XO – Me interessa porque é o grosso da humanidade, é o grosso de uma sociedade. A questão de os filmes nossos estarem com as salas vazias eu atribuo a essa falta de identidade entre o nosso cinema e o ser humano comum. A pessoa que trabalha, que está atrás de um emprego, que está querendo conquistar uma namorada. O camarada que quer conversar com o filho mas não consegue, porque não tem diálogo. Esses flagrantes, esses conflitos do cotidiano. A meu ver, isso está faltando no cinema brasileiro. Esse elo de ligação, esse poder da pessoa olhar para a tela e ver seu próprio rosto. Porque as situações são sempre excepcionais, os personagens são sempre excepcionais, dá a impressão de que se repete tanto esse tipo de temática a fim mesmo de chocar. Creio que isso não forma cinematografia. O cinema americano é uma escola, sim. Às vezes eu pego na locadora uns clássicos e fico revendo. O grande trunfo do cinema americano foi essa medida que ele fez do ser humano comum. Nunca me esqueço dos filmes do Elia Kazan. São pessoas, tipos, com seus conflitos. E tantos, tantos diretores americanos. Gostaria que ficasse pros pósteros, para as pessoas que vão analisar meus filmes daqui a 50 anos, quando não estarei mais existindo, que fui um cineasta preocupado com esse tipo de gente. Não há heróis, nem bandidos. Somos nós mesmos, com as nossas deficiências, com os nossos esplendores, com os nossos sonhos, com as nossas frustrações, com as nossas angústias, com as nossas expectativas de vida. E com os nossos fracassos também, não é? Ainda há pouco nós estávamos analisando o fato de os meus filmes terem sempre o personagem diante de suas impossibilidades. Esse cotidiano é às vezes aterrador. Gostaria, portanto, que as pessoas vissem meus filmes como resenhas sobre os minúsculos sonhos do ser humano.

» Dados fornecidos

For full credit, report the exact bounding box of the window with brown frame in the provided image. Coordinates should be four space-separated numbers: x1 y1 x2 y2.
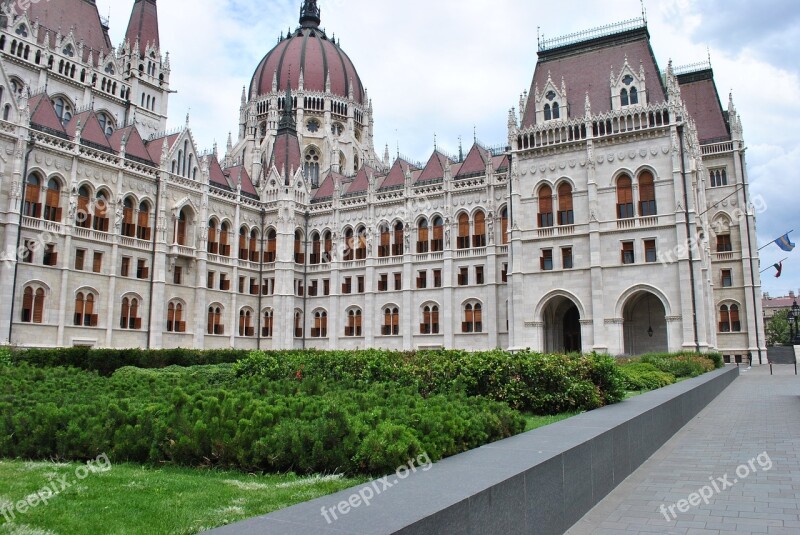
639 171 658 217
617 175 636 219
539 186 553 228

» Instruções da tarefa
Prossiga o texto sobre o cinema brasileiro e o ser humano comum a partir de sua última frase. Os dados constituem um material à parte.

» Resposta escrita
7 comentários:
òtima entrevista Andrea. Já te falei o tanto que gosto de O Vampiro de Copacabana, não é?
Nele está todo esse recorte existencial que você destaca na obra do Xavier.
Um beijo querida.
O Brasil trata muito mal seus talentos. Em qualquer outro lugar um cineasta como Xavier de Oliveira teria sua obra estudada nas faculdades, analisada em livros, homenageada em mostras, mas aqui...
Que bom que temos você, Andrea, pra resgatar essas grandes figuras do ostracismo a que foram relegadas.
Belíssima entrevista!
Beijos.
Outra entrevista perfeita! Bom conhecer a história e as estórias de Xavier de Oliveira, a quem devemos muito respeito e admiração. E você, Andréa, mais uma vez conduzindo elegante e inteligentemente uma entrevista.
Neste domingo, dia 29/03, a TV Brasil (canal 19 em Minas)exibirá "Marcelo Zona Sul" no Programa de Cinema, às 12h. Eis uma excelente oportunidade para ver ou rever este clássico da filmografia nacional.
Forte abraço para você e para o Xavier Oliveira.
Andrea, escolhi o Estranho Encontro para um prêmio. Passe no meu blog para maiores informações.
Beijos!
Andrea, somente agora consegui ler esta longa (e genial) entrevista com o Xavier. Que coisa fantástica, que cara acima da média. Gostaria de ver mais coisas assim nesse genial blog. Tenho dito: Andrea Ormond é a melhor amiga do cinema brasileiro.
Matheus Trunk
www.violaosardinhaepao.blogspot.com
Excelente entrevista, Andrea, uma verdadeira "viagem" no itinerário de Xavier de Oliveira. Tive muito prazer em conhecê-lo.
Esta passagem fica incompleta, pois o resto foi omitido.